What is required
Please copy the part of the post on history's most influential person that opens with the words containing "Search your heart" and closes with "all of history.", substituting "mind" for "heart" wherever it appears.

Document excerpt
--

Monday, October 1, 2012

The Most Influential Person in History

"There is no need to run outside
For better seeing

Nor to peer from a window.  Rather abide
At the center of your being;
For the more you leave it, the less you learn.
Search your heart and see
If he is wise who takes each turn:
The way to do is to be."
-Lao Tzu

I was recently catching up on back episodes of the truly excellent British History Podcast (which I strongly recommend if you haven't yet discovered it), and found myself listening to an argument between a number of history podcasters over which person was the most influential in all of history.

An interesting question, and one virtually impossible to answer without a time machine, because you never know if somebody changed everything, or was simply marching in front of the parade.  For example, you could argue that Constantine ushered in the age of Christianity, which had enormous influence over Europe and most of the rest of the world.  On the other hand, Christianity was already spreading rapidly.  If not Constantine, would some other Emperor a few decades later have done the exact same thing?  Similar arguments can be made for many historical events and technological innovations.

However, there is one figure who I think is a very strong candidate for the most influential person of all time, by virtue of the fact that if he hadn't been exactly where he was, there's at least a reasonable chance that the entire human species would have come to a very abrupt end.

--

Data records
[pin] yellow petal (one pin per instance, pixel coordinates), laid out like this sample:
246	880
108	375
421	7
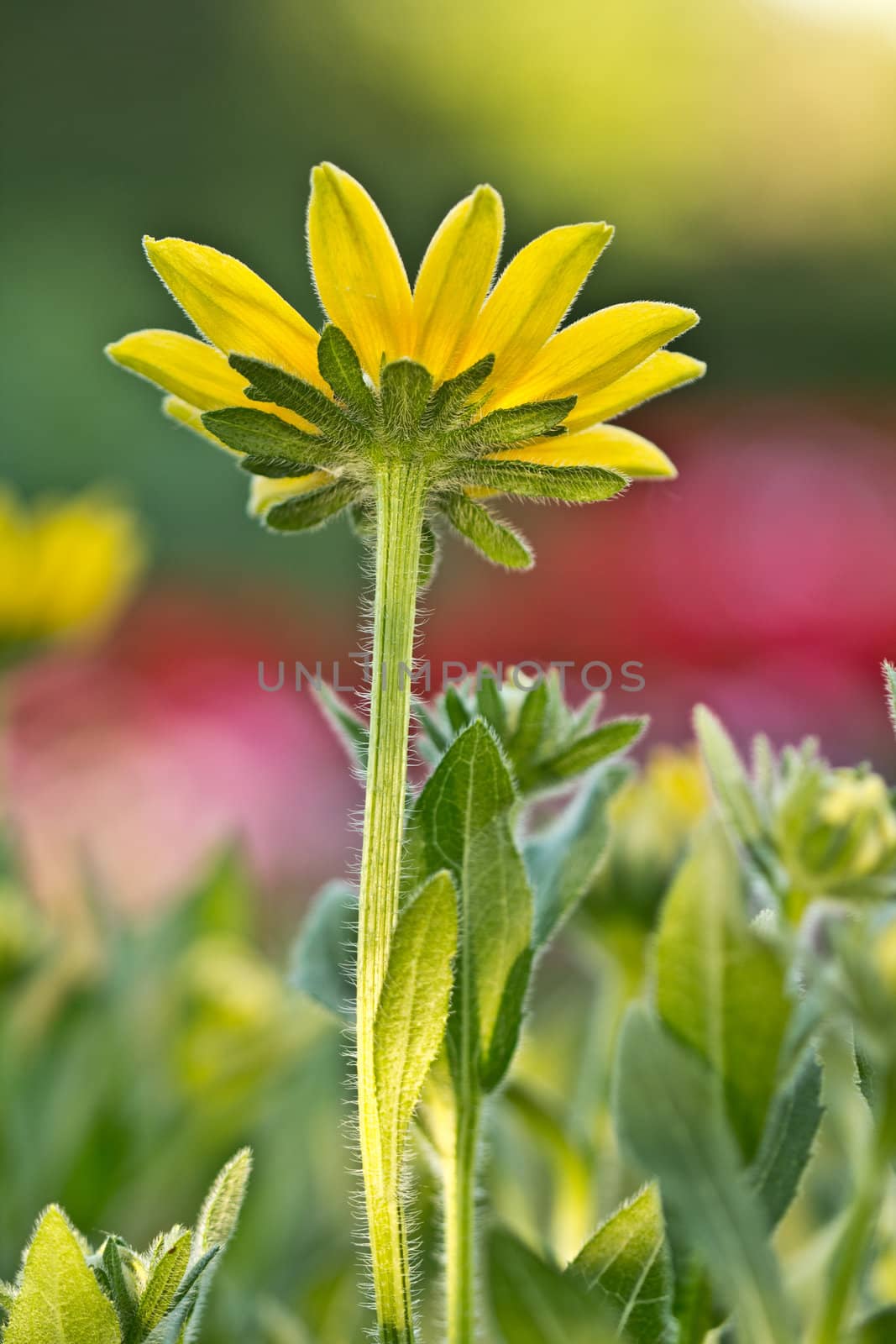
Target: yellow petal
605	445
183	366
600	349
234	308
265	491
658	374
454	279
358	270
190	370
531	299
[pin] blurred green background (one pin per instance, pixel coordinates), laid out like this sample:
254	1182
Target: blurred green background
743	148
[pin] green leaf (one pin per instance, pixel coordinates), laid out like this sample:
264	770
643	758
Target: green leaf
495	1065
728	777
430	555
669	1121
121	1284
221	1210
606	741
788	1142
164	1278
313	510
412	1010
720	985
345	723
531	725
322	958
532	480
449	405
497	542
533	1303
515	423
60	1300
342	369
461	823
626	1263
405	390
889	680
265	434
563	858
273	468
269	383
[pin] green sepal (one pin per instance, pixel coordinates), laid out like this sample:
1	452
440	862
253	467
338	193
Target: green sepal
414	1005
563	858
275	468
450	402
405	391
121	1287
322	958
506	1038
516	423
497	542
533	480
269	383
164	1280
58	1299
264	434
430	555
342	369
582	754
626	1265
313	510
669	1120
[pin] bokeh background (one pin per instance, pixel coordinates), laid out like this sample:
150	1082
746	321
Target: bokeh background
746	152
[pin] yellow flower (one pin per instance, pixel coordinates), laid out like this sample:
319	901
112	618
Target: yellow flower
65	568
470	375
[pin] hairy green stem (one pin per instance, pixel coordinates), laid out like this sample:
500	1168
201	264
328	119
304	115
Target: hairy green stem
862	1222
459	1176
399	519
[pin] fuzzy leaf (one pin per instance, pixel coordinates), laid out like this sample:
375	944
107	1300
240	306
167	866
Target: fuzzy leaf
788	1142
728	777
626	1265
669	1121
461	823
497	542
414	1005
606	741
322	958
720	987
533	1303
164	1281
342	369
495	1065
269	383
516	423
449	405
345	723
532	480
563	858
405	390
60	1300
262	434
311	511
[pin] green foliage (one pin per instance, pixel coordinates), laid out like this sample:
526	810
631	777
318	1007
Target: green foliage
414	1005
626	1263
65	1294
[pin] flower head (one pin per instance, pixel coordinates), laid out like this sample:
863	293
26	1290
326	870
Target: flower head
469	378
65	569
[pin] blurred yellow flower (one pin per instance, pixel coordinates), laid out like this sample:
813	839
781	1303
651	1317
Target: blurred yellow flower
454	319
66	568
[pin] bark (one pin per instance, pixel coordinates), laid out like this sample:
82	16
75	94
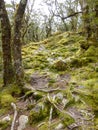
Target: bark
96	17
86	19
17	42
6	45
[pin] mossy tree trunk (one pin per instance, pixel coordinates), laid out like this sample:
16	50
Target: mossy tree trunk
96	17
17	42
6	45
86	19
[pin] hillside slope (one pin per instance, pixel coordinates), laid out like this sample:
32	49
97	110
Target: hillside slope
61	90
70	65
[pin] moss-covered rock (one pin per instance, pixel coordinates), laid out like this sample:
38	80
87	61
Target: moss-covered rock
5	100
60	65
4	125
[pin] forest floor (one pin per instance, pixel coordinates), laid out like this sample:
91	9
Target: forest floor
61	75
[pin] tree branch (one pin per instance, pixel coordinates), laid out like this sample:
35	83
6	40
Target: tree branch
71	15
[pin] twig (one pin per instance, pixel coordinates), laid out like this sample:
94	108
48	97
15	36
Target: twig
15	115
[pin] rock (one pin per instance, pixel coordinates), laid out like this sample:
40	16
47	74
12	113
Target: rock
6	119
60	65
59	126
23	120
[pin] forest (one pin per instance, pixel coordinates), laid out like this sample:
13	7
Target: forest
48	64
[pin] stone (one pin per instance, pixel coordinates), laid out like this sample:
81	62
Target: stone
23	120
7	118
59	126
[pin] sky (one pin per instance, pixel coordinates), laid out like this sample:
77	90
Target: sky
37	5
37	2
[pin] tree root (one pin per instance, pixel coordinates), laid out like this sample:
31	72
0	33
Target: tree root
15	115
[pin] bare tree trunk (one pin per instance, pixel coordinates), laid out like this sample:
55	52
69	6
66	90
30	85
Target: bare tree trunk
17	42
6	45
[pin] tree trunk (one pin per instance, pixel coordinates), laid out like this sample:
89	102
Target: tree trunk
17	42
96	17
6	45
86	19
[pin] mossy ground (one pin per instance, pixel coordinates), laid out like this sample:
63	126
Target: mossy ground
65	54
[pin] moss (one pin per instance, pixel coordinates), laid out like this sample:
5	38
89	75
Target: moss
37	115
44	127
4	125
60	65
84	44
92	51
67	120
5	100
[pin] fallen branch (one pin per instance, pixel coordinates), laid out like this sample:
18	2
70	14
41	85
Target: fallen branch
15	115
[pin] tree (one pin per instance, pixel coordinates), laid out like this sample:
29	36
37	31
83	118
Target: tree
17	42
6	45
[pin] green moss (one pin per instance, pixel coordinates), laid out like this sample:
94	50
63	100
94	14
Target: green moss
5	100
92	51
67	120
44	127
4	125
60	65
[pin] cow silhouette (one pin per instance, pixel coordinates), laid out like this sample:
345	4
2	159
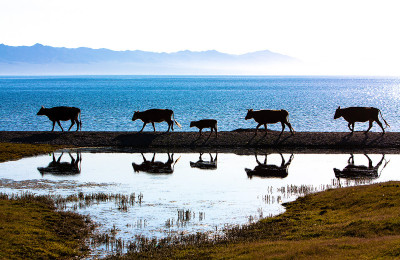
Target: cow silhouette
353	172
56	167
156	167
264	117
205	165
265	170
57	114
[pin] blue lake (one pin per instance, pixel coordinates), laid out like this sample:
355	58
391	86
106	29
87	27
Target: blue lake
108	102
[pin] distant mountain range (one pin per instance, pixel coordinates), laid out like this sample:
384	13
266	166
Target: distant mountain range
46	60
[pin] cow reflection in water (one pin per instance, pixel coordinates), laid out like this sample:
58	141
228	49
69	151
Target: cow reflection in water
205	165
352	171
156	167
265	170
56	167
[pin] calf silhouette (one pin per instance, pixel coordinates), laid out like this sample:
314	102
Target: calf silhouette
156	116
352	171
360	114
265	170
205	165
56	167
264	117
156	167
57	114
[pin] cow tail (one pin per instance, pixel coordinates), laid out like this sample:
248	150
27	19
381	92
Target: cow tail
176	122
80	121
386	123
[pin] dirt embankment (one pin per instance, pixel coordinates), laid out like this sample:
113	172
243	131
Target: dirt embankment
225	140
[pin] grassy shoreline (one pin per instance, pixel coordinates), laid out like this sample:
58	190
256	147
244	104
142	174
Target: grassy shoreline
353	222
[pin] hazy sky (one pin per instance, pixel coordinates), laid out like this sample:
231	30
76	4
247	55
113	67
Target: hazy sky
331	37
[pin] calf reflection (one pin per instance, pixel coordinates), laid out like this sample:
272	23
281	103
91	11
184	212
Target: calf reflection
56	167
156	167
205	165
352	171
265	170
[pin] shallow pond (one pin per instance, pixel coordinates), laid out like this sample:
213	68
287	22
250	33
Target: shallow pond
179	193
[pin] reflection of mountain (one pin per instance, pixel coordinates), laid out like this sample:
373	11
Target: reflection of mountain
265	170
352	171
56	167
205	165
47	60
156	167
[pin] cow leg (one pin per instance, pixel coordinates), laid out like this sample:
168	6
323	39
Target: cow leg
258	126
58	122
72	123
283	128
380	124
144	124
290	127
370	126
77	124
349	126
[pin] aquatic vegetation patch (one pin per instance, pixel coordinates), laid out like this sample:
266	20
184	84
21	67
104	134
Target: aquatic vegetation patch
358	222
32	228
15	151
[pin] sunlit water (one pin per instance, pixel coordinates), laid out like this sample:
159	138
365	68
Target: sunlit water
178	198
108	102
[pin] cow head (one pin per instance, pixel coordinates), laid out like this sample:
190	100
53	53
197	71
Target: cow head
249	114
338	113
42	111
135	115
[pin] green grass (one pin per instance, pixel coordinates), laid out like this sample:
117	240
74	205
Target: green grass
356	222
31	228
13	151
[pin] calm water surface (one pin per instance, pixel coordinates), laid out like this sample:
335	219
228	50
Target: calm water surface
183	193
108	102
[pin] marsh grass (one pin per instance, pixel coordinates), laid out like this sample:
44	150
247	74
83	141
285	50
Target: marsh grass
15	151
32	228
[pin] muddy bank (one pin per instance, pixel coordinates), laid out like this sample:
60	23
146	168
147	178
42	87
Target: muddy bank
226	140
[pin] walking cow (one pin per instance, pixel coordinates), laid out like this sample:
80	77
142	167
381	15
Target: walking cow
57	114
264	117
156	116
360	114
205	123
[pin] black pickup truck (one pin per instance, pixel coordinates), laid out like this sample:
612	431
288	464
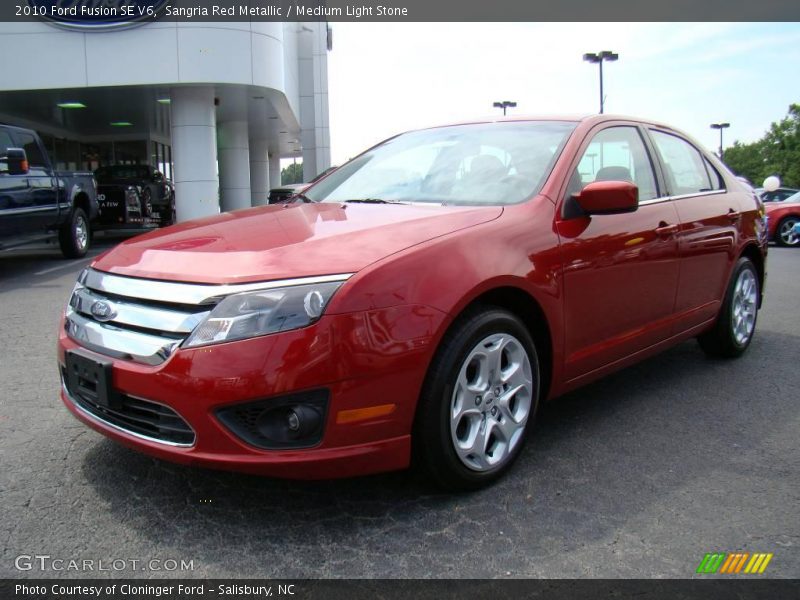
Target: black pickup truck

--

Output below
Search your mind and see
If he is wise who takes each turn:
The way to do is to be."
-Lao Tzu

I was recently catching up on back episodes of the truly excellent British History Podcast (which I strongly recommend if you haven't yet discovered it), and found myself listening to an argument between a number of history podcasters over which person was the most influential in all of history.